## What you will do:
In the text about the Cloisters, who oversaw the design of the gardens during the museum's construction?

## Document excerpt:
The Cloisters building and adjacent 4-acre (1.6 ha) gardens were designed by Charles Collens. It incorporates elements from abbeys in Catalan, Occitan and French origins. Parts from Saint-Michel-de-Cuxa, Saint-Guilhem-le-Désert, Bonnefont-en-Comminges, Trie-sur-Baïse, and Froville were disassembled stone-by-stone and shipped to New York City, where they were reconstructed and integrated into a cohesive whole. In 1988, the Treasury Gallery within the Cloisters, containing objects used for liturgical celebrations, personal devotions, and secular uses, was renovated. Other galleries were refurbished in 1998 and 1999. Construction took place over a five-year period beginning in 1934. He bought several hundred acres of the New Jersey Palisades, which he donated to the State of New Jersey in an effort to preserve the view from the museum.
The Cloisters is a well-known New York City landmark and has been used as a filming location. In 1948, the filmmaker Maya Deren used its ramparts as a backdrop for her experimental film Meditation on Violence. In the same year, German director William Dieterle used the Cloisters as the location for a convent school in his film Portrait of Jennie. The 1968 film Coogan's Bluff used the site's pathways and lanes for a scenic motorcycle chase.
Exterior and gardens
The exterior building is influenced by and contains elements from the 13th-century church at Saint-Geraud at Monsempron, France, from which the northeast end of the building borrows especially. It was mostly designed by Collins, who was influenced by works from Bernard's collection. The exterior building houses a number of architecture elements and settings relocated mostly from four French medieval abbeys, which between 1934 and 1939 were transported, reconstructed and integrated with new buildings, in a project overseen by the architect Charles Collens.
The builder's main concern was to provide an architectural feature that would memorialize the north hill, as a reminder of he area's history in the American Revolution, while also provide views over the Hudson River. The exterior was built from 1935, and contains stone from a number of European sources, primarily limestone and granite. It includes four Gothic windows from the refectory at Sens, and nine arcades. The rounded Fuentidueña Chapel was especially difficult to fit into the planned area.
The Cloisters is fortified, as would have been the original churches and abbeys, and during the periods of invasion gardens would have been essential for community survival. Today Cloister's gardens contain a wide variety of mostly rare medieval species, amounting to over 250 genera of plants, flowers, herbs and trees, making it one of the world's most important collection of specialized gardens. Their design was overseen during the museum's construction by James Rorimer, aided by Margaret Freeman, who conducted extensive research into the keeping of plants and their symbolism in the Middle Ages. Today the gardens are tended to by a staff of horticulturalists; the senior members are also historians of medieval gardening techniques.

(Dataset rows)
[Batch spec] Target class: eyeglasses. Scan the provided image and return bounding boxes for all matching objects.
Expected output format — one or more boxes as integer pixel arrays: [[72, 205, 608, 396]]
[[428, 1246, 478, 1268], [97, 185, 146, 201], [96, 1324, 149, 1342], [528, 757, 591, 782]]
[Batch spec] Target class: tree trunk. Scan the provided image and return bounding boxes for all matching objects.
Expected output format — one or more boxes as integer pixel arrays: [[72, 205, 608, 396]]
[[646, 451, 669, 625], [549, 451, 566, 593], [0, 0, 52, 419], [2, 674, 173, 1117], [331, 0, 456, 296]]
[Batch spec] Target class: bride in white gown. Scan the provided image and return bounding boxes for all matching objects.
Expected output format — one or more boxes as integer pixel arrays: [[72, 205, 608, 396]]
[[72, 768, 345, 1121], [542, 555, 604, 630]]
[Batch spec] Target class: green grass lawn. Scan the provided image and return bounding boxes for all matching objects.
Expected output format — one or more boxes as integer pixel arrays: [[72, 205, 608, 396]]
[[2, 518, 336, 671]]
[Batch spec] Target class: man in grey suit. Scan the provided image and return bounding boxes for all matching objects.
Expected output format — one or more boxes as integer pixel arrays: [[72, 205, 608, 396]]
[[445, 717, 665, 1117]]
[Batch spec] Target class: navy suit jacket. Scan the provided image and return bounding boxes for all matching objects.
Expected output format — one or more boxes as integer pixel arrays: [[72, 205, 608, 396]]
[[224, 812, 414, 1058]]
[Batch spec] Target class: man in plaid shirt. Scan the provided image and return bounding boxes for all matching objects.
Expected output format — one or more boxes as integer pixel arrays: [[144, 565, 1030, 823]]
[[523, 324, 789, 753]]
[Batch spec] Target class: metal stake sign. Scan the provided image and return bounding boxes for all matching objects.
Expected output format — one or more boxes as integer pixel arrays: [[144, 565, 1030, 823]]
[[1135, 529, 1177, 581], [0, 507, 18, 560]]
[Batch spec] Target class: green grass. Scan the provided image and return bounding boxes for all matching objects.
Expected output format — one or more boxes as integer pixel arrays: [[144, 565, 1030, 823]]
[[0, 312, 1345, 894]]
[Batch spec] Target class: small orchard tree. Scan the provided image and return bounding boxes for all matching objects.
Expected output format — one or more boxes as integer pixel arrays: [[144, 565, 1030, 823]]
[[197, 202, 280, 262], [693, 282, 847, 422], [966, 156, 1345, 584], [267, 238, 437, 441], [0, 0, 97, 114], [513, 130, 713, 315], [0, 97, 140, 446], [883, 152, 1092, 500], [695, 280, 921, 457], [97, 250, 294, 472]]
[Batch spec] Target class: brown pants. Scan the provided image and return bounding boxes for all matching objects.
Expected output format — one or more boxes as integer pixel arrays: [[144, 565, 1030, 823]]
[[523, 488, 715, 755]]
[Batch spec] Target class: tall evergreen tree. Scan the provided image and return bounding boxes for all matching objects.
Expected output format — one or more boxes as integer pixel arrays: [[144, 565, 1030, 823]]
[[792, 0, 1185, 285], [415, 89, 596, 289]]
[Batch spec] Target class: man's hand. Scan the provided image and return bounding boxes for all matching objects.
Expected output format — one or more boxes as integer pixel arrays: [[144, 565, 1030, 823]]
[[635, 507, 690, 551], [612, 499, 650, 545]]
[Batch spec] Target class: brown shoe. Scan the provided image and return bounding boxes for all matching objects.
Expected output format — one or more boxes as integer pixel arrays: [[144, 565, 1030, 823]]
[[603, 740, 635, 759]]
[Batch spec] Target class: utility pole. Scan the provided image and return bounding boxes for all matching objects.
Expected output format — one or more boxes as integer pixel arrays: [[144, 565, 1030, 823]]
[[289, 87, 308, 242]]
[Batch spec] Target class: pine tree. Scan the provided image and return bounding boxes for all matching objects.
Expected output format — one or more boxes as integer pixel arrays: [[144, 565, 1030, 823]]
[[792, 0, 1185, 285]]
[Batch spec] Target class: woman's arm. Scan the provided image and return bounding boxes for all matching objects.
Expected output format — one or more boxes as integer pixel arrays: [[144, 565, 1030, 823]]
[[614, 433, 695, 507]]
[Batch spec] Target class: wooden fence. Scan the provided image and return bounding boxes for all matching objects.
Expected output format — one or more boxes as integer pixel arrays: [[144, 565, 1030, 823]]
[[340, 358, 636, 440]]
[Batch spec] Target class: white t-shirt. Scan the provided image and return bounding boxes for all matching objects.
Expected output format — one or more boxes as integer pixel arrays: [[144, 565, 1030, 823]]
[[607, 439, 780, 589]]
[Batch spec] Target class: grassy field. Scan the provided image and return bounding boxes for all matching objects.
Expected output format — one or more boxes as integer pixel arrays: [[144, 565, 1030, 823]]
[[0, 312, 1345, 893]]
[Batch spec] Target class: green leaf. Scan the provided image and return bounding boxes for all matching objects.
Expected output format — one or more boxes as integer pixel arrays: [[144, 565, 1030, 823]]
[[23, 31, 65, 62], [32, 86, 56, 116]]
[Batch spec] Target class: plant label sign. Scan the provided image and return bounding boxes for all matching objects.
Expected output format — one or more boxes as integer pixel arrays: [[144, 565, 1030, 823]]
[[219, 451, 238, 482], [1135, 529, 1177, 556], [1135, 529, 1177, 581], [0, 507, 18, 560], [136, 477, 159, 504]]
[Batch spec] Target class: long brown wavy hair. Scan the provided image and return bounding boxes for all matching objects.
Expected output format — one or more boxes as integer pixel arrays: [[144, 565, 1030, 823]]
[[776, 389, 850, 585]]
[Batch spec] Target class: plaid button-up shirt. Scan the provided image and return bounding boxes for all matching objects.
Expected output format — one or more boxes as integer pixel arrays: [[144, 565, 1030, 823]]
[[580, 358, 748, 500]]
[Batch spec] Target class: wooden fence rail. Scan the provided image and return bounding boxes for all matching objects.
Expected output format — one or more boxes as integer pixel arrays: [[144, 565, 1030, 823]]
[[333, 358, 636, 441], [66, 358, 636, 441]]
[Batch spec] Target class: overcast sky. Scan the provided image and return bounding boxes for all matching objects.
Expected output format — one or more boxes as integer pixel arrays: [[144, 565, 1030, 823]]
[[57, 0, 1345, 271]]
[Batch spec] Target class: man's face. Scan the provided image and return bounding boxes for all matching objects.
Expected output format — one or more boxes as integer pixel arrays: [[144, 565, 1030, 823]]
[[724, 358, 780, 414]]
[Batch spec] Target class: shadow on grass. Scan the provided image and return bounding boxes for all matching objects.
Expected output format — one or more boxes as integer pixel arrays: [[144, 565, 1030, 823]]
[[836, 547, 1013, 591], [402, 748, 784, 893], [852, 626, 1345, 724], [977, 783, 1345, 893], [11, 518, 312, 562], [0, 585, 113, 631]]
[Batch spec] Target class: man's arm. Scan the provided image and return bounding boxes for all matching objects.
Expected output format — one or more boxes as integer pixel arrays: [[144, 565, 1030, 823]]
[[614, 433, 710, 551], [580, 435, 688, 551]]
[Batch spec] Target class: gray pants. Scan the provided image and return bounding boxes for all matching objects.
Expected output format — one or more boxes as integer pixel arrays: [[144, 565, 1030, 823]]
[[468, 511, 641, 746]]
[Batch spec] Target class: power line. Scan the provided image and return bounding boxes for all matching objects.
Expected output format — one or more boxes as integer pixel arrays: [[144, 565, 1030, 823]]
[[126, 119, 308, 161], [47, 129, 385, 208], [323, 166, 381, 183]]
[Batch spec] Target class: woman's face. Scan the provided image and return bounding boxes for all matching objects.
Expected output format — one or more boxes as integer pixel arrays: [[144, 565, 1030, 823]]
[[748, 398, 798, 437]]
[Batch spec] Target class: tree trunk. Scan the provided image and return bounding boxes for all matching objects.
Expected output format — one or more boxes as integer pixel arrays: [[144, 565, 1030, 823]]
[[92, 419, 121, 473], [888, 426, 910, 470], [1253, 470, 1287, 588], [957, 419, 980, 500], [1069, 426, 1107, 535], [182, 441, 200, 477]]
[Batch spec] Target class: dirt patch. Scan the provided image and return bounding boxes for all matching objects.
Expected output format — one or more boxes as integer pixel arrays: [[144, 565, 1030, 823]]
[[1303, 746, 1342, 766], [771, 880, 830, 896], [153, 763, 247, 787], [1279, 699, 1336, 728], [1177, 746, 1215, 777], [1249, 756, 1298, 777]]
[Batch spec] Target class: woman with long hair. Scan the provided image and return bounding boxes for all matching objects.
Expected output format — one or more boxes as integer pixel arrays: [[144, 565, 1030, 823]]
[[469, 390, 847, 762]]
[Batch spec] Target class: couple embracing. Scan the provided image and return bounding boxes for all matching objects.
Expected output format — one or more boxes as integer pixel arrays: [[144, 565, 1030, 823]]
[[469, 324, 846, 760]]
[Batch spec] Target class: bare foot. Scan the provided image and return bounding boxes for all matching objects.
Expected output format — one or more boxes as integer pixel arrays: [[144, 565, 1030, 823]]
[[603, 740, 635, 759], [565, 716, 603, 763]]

## Written solution:
James Rorimer oversaw their design, aided by Margaret Freeman.